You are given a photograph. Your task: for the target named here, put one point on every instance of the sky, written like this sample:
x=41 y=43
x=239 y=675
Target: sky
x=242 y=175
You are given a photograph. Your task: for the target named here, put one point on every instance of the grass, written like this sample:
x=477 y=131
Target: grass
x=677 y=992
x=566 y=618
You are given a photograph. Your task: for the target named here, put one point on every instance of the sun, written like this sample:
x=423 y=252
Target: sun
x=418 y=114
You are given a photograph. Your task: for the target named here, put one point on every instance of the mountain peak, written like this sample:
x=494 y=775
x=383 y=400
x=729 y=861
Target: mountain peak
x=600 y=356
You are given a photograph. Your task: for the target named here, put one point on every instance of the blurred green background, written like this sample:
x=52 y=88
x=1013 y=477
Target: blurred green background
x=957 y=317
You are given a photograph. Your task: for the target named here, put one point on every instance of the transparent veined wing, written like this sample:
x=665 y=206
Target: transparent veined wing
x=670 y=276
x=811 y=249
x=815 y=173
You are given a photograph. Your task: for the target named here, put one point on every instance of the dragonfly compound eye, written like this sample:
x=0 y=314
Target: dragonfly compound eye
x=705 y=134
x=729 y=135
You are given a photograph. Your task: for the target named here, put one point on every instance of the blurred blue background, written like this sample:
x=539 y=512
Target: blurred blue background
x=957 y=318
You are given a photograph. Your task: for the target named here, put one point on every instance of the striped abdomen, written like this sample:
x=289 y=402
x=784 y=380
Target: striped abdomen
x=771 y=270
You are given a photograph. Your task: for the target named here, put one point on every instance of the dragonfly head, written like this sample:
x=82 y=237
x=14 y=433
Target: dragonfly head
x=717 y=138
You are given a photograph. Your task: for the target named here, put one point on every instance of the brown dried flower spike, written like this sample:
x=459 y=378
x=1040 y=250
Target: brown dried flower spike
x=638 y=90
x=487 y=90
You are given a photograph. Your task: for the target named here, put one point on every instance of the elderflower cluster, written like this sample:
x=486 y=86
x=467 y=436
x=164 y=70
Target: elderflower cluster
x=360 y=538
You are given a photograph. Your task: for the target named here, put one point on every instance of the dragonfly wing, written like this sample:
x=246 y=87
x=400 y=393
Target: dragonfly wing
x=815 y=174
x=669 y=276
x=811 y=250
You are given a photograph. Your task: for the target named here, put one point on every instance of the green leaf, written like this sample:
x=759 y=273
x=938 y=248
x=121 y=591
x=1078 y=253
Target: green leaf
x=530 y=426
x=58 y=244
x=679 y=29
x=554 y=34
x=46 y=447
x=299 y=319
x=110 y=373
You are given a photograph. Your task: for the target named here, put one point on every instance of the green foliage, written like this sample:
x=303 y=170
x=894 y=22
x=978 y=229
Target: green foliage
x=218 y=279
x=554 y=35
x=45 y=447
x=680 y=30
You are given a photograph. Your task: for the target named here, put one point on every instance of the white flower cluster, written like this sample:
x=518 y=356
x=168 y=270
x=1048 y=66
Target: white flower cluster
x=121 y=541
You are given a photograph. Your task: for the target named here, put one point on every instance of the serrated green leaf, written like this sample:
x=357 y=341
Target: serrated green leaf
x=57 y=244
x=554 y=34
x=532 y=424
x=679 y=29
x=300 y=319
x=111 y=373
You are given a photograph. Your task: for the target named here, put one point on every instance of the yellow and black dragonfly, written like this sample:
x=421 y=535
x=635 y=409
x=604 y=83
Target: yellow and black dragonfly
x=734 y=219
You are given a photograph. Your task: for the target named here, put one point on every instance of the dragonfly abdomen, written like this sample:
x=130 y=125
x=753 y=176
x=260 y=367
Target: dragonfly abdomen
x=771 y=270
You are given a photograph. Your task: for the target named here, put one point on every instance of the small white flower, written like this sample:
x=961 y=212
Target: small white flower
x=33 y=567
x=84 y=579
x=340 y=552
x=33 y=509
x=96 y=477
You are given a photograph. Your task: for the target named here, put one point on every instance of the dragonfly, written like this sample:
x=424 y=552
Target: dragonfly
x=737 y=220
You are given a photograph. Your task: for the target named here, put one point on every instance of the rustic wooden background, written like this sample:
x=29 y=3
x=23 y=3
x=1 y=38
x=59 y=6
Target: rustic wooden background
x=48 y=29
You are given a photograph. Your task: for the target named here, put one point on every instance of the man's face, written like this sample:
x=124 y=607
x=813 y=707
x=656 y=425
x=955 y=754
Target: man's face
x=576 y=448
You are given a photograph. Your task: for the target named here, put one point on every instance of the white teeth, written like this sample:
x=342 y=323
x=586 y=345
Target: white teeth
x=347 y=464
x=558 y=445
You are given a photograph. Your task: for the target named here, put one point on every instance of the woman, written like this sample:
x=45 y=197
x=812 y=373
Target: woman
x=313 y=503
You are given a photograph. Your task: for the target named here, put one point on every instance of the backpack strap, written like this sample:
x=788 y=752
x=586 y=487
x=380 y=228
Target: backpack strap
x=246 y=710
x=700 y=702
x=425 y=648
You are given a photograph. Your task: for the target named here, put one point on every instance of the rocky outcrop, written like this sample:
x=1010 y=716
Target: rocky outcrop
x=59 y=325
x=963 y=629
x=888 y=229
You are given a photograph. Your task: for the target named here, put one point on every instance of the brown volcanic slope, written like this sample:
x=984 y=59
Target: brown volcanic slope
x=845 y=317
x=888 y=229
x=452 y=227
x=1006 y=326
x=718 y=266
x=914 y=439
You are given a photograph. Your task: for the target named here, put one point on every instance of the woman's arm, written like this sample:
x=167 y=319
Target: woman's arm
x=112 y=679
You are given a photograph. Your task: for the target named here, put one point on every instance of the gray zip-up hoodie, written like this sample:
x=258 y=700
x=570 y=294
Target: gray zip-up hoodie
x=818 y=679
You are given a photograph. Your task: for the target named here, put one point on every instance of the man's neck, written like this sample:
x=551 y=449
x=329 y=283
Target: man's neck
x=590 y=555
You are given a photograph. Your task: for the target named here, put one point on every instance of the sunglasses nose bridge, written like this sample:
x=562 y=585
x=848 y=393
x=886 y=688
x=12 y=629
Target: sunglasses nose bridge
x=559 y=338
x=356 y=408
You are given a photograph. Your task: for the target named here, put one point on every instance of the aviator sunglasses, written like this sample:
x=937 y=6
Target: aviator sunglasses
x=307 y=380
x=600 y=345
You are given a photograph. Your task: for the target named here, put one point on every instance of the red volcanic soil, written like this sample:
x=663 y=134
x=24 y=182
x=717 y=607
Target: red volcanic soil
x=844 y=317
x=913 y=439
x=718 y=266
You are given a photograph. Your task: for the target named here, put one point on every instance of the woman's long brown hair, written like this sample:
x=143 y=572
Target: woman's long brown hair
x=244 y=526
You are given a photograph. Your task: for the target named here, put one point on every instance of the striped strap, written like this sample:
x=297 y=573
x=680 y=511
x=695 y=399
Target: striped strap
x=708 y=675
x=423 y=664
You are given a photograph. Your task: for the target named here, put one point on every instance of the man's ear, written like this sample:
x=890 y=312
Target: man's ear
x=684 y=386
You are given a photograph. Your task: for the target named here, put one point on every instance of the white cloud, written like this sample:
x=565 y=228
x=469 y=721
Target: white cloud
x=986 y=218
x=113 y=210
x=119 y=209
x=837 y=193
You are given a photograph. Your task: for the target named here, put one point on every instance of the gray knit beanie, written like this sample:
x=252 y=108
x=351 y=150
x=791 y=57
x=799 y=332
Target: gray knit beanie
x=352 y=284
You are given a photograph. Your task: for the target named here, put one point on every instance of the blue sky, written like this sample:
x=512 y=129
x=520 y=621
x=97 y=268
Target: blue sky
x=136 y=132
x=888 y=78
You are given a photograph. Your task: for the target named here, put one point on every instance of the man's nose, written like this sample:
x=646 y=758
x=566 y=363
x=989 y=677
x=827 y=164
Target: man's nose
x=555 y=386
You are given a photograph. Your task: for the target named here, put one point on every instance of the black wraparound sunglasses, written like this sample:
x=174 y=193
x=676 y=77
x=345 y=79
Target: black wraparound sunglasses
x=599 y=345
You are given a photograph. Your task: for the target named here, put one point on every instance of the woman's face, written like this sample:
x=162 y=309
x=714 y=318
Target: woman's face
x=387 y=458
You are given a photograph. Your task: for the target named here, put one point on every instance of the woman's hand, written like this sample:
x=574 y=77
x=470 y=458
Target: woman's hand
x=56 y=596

◆ **Activity**
In the entries above, the lines between the one holding "the green leaf, written" and the one holding "x=357 y=341", inclusive, are to be printed exactly as written, and those alone.

◆ **Task response**
You are given a photograph. Your task: for the target named here, put one point on every instance of the green leaf, written like this sample:
x=759 y=273
x=938 y=248
x=121 y=591
x=1078 y=253
Target: green leaf
x=530 y=426
x=58 y=244
x=679 y=29
x=554 y=34
x=46 y=447
x=299 y=319
x=110 y=373
You are given a photograph. Your task: for the target named here, put one point on every instance of the green foliage, written like this sample:
x=303 y=170
x=894 y=22
x=978 y=229
Target: green foliage
x=218 y=279
x=554 y=35
x=45 y=447
x=680 y=30
You are given a photograph. Your task: for the target named here, put one point on every instance of the white flower cluster, written like this sample:
x=518 y=356
x=168 y=270
x=1048 y=66
Target: white flower cluster
x=121 y=541
You are given a photograph. Your task: for the target named here, put one point on every instance of the serrated green leaf, written like this sample:
x=357 y=341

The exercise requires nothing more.